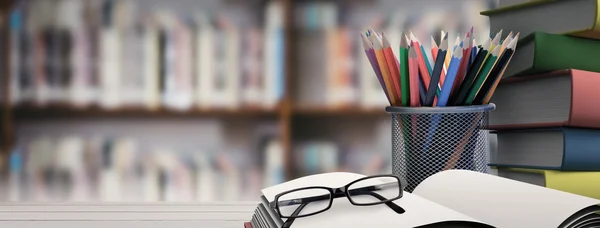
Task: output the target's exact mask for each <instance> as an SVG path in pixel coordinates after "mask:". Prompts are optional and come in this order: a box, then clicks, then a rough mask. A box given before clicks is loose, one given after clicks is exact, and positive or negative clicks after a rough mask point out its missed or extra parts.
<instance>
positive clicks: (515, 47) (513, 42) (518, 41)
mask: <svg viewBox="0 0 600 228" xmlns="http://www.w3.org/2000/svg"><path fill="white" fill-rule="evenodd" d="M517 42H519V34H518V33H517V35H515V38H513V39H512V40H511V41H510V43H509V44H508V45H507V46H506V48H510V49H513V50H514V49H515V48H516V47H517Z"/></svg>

+++++

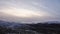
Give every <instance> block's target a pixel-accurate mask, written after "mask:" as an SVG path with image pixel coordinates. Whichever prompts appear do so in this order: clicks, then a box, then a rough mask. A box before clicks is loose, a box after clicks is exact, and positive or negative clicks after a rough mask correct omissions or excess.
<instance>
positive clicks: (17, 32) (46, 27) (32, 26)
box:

+++++

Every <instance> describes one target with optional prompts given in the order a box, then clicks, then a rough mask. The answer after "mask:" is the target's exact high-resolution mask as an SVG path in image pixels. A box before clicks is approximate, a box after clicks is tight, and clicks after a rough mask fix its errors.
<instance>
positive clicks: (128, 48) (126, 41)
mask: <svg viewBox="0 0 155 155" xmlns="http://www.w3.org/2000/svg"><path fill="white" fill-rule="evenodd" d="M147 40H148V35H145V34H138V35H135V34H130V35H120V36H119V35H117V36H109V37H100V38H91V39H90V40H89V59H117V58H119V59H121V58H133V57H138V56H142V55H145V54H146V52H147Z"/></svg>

+++++

What to produce
Looking at the data above, give the number of lines that include "with"; add nothing else.

Answer section
2